§ Extracted text:
⁂

# Airport Transportation



## malyons (Jan 24, 2013)

I've read a lot about staying at a DVC timeshare, and it's on the 'to-do' list, but something that has never been clear....is the Magical Express transportation from the airport to the resort included in the stay?  I know if you trade in through RCI, you pay the extra $95, and that you get access to transportation from park to park, extra magic hours, etc, but have never been clear on whether that includes airport transportation or if that is just an option at an additional cost.

thanks!


----------



## rsackett (Jan 24, 2013)

Yes, the airport Magical Express transportation is included with any stay on site at Disney World.

They would rather have you stay on site and spending all your money in their facilities. 

Ray


----------



## nursie (Jan 24, 2013)

rsackett said:


> Yes, the airport Magical Express transportation is included with any stay on site at Disney World.
> 
> They would rather have you stay on site and spending all your money in their facilities.
> 
> Ray



Nice one Ray!:rofl:

rsackett: Just be aware that if you stay more than one week on an exchange you only have to pay the $95 fee once.

Lisa


----------



## rsackett (Jan 24, 2013)

nursie said:


> Nice one Ray!:rofl:
> 
> rsackett: Just be aware that if you stay more than one week on an exchange you only have to pay the $95 fee once.
> 
> Lisa



I do not have any RCI traders, so no more on site stays for me!

⁂

§ Given information:
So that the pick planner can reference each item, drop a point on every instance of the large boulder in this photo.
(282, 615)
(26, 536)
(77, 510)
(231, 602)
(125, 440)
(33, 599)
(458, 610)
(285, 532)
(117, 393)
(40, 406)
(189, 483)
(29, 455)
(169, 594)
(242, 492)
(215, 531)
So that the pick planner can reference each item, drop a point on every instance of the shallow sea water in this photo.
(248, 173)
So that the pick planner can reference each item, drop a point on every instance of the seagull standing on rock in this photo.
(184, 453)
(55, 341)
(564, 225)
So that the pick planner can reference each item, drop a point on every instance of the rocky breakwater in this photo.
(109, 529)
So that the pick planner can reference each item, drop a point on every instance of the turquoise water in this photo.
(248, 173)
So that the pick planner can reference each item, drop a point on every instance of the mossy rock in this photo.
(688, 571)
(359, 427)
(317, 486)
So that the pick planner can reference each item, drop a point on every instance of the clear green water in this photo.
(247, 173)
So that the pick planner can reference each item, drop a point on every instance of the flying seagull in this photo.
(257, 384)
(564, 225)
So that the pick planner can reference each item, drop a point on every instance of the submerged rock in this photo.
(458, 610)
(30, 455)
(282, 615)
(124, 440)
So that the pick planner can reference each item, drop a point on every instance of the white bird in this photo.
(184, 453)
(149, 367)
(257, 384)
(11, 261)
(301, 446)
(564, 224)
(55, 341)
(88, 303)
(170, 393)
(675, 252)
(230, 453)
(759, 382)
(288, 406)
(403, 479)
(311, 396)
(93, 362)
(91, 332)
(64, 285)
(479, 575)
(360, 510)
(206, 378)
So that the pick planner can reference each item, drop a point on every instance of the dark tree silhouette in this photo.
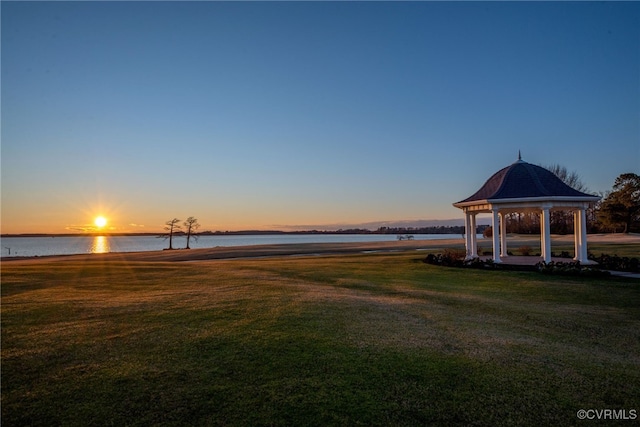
(191, 225)
(170, 227)
(621, 207)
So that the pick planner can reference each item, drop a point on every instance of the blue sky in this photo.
(294, 114)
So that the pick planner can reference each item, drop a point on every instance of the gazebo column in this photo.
(580, 231)
(467, 235)
(545, 235)
(503, 236)
(474, 238)
(495, 225)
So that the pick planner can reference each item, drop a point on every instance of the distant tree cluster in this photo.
(173, 227)
(455, 229)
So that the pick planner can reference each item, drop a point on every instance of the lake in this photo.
(68, 245)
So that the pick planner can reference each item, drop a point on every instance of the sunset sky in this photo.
(302, 114)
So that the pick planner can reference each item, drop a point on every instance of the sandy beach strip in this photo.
(310, 249)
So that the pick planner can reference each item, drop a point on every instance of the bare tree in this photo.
(191, 224)
(562, 221)
(170, 227)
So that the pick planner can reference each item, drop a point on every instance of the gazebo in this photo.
(523, 187)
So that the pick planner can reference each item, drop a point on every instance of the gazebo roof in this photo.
(522, 180)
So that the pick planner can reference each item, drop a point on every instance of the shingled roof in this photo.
(524, 180)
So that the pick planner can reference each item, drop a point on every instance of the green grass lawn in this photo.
(378, 339)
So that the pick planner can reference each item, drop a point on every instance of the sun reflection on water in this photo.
(100, 245)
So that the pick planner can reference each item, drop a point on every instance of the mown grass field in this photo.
(377, 339)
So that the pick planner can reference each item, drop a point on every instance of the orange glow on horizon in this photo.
(100, 221)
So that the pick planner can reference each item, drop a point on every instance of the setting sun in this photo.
(100, 221)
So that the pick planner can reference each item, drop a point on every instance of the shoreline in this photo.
(307, 249)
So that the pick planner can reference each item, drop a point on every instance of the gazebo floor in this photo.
(524, 260)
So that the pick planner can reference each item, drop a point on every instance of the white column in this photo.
(576, 235)
(503, 236)
(474, 238)
(583, 237)
(545, 235)
(467, 237)
(495, 225)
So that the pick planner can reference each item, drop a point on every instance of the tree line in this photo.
(173, 227)
(617, 211)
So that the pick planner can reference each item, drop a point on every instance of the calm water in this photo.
(41, 246)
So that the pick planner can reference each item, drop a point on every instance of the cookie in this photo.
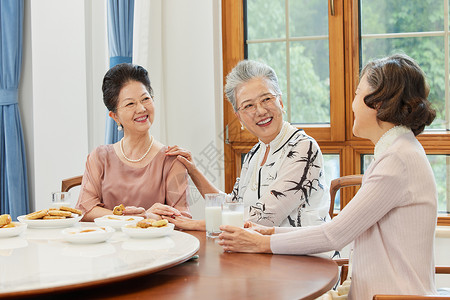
(10, 225)
(37, 214)
(60, 213)
(53, 217)
(160, 223)
(145, 223)
(72, 210)
(118, 210)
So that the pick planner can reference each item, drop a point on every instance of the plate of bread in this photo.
(149, 228)
(61, 217)
(116, 221)
(88, 235)
(9, 228)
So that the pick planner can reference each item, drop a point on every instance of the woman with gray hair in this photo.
(282, 180)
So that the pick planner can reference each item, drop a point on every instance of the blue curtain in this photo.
(13, 174)
(120, 42)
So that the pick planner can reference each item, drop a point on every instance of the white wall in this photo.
(193, 85)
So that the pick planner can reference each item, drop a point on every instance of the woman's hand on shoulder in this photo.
(236, 239)
(264, 230)
(182, 222)
(184, 156)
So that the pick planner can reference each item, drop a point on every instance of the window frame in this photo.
(337, 138)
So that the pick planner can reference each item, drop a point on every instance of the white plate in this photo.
(13, 231)
(88, 235)
(116, 221)
(55, 223)
(150, 232)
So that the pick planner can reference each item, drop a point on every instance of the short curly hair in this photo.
(400, 92)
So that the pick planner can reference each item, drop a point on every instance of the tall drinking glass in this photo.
(213, 214)
(233, 214)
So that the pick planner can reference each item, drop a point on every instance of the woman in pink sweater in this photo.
(392, 218)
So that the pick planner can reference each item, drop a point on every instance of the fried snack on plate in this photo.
(145, 223)
(10, 225)
(160, 223)
(118, 210)
(60, 213)
(72, 210)
(37, 214)
(53, 217)
(5, 220)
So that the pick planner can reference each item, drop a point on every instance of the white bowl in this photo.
(150, 232)
(52, 223)
(13, 231)
(117, 221)
(87, 235)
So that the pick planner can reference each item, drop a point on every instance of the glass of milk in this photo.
(60, 199)
(213, 214)
(233, 214)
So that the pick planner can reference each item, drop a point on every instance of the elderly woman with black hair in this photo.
(392, 218)
(282, 180)
(135, 171)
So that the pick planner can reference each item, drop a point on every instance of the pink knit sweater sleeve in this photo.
(381, 192)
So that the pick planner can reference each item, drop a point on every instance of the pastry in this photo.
(72, 210)
(60, 213)
(37, 214)
(10, 225)
(53, 217)
(145, 223)
(118, 210)
(160, 223)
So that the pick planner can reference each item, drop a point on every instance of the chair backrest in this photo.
(340, 182)
(69, 183)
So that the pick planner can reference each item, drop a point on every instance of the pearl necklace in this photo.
(139, 159)
(253, 180)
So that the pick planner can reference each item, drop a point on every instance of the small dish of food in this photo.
(9, 228)
(149, 228)
(52, 218)
(88, 235)
(116, 221)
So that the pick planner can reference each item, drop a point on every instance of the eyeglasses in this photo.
(265, 101)
(131, 105)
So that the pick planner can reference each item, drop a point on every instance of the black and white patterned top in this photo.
(289, 189)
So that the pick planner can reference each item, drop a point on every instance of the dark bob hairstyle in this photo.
(117, 77)
(400, 92)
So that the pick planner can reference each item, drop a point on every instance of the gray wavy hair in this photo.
(245, 71)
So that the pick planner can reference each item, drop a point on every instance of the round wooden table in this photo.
(219, 275)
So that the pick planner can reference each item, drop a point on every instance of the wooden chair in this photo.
(354, 180)
(69, 183)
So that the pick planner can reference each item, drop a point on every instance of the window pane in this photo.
(429, 54)
(441, 170)
(332, 171)
(310, 82)
(308, 18)
(273, 54)
(387, 16)
(266, 19)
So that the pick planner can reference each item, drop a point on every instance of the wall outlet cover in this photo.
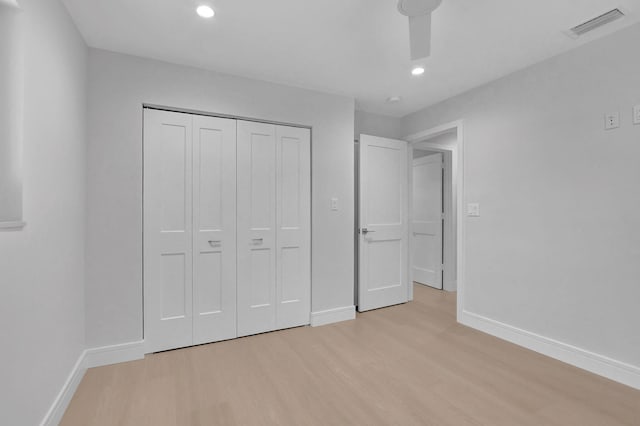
(611, 120)
(473, 210)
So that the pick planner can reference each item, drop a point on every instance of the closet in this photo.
(227, 228)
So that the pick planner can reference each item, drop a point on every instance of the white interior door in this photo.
(293, 219)
(256, 228)
(383, 236)
(167, 230)
(427, 222)
(214, 222)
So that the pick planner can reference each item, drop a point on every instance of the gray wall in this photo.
(556, 249)
(119, 86)
(377, 125)
(42, 267)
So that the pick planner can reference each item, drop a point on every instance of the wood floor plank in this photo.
(410, 364)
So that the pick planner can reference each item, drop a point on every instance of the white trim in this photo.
(332, 316)
(8, 226)
(60, 404)
(460, 186)
(598, 364)
(114, 354)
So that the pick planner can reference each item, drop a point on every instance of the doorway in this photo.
(427, 218)
(445, 141)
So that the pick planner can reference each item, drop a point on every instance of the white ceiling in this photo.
(358, 48)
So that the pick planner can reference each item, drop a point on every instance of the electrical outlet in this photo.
(611, 120)
(473, 210)
(636, 114)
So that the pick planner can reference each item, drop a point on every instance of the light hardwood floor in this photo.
(405, 365)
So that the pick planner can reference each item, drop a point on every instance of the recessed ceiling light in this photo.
(417, 71)
(205, 11)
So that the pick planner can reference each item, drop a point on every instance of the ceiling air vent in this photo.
(597, 22)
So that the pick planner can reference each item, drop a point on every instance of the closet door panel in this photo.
(293, 201)
(256, 228)
(167, 230)
(214, 218)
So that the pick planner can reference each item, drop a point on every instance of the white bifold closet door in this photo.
(189, 229)
(274, 219)
(227, 228)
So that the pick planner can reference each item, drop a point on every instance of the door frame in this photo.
(457, 154)
(446, 210)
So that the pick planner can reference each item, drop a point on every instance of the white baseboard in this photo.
(107, 355)
(598, 364)
(60, 404)
(333, 315)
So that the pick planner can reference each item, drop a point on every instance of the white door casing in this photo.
(427, 219)
(383, 239)
(214, 219)
(168, 269)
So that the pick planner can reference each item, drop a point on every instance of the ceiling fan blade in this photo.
(420, 36)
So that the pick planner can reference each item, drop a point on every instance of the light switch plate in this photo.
(473, 210)
(636, 114)
(611, 120)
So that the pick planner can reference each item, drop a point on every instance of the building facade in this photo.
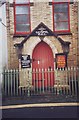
(44, 31)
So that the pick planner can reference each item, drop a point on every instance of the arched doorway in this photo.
(43, 61)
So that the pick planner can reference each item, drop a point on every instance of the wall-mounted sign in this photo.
(25, 61)
(61, 60)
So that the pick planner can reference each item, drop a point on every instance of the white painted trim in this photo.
(40, 105)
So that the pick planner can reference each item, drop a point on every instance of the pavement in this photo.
(36, 99)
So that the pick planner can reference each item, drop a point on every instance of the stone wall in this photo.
(42, 12)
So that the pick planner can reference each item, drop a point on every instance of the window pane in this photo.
(22, 9)
(60, 0)
(22, 28)
(60, 17)
(22, 19)
(22, 1)
(61, 7)
(61, 26)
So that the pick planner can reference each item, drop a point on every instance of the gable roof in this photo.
(42, 30)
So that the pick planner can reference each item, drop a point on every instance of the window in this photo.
(61, 22)
(22, 16)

⁂

§ Things to do:
a) Answer these questions from the forum thread on airport transportation:
(i) How much extra does someone pay when trading in through RCI?
(ii) According to rsackett, is the airport Magical Express transportation included with an on-site stay at Disney World?
(iii) In the reply signed Lisa, how many times must the $95 fee be paid for an exchange stay of more than one week?
b) Edit the airport transportation thread by rewriting the part between "# Airport Transportation" and "an additional cost.", inclusive, with "timeshare" changed to "vacation club".
The material that comes after the thread can be left aside.

§ Solved tasks:
a)
(i) $95.
(ii) Yes, it is included with any stay on site at Disney World.
(iii) Only once.

b)
# Airport Transportation



## malyons (Jan 24, 2013)

I've read a lot about staying at a DVC vacation club, and it's on the 'to-do' list, but something that has never been clear....is the Magical Express transportation from the airport to the resort included in the stay?  I know if you trade in through RCI, you pay the extra $95, and that you get access to transportation from park to park, extra magic hours, etc, but have never been clear on whether that includes airport transportation or if that is just an option at an additional cost.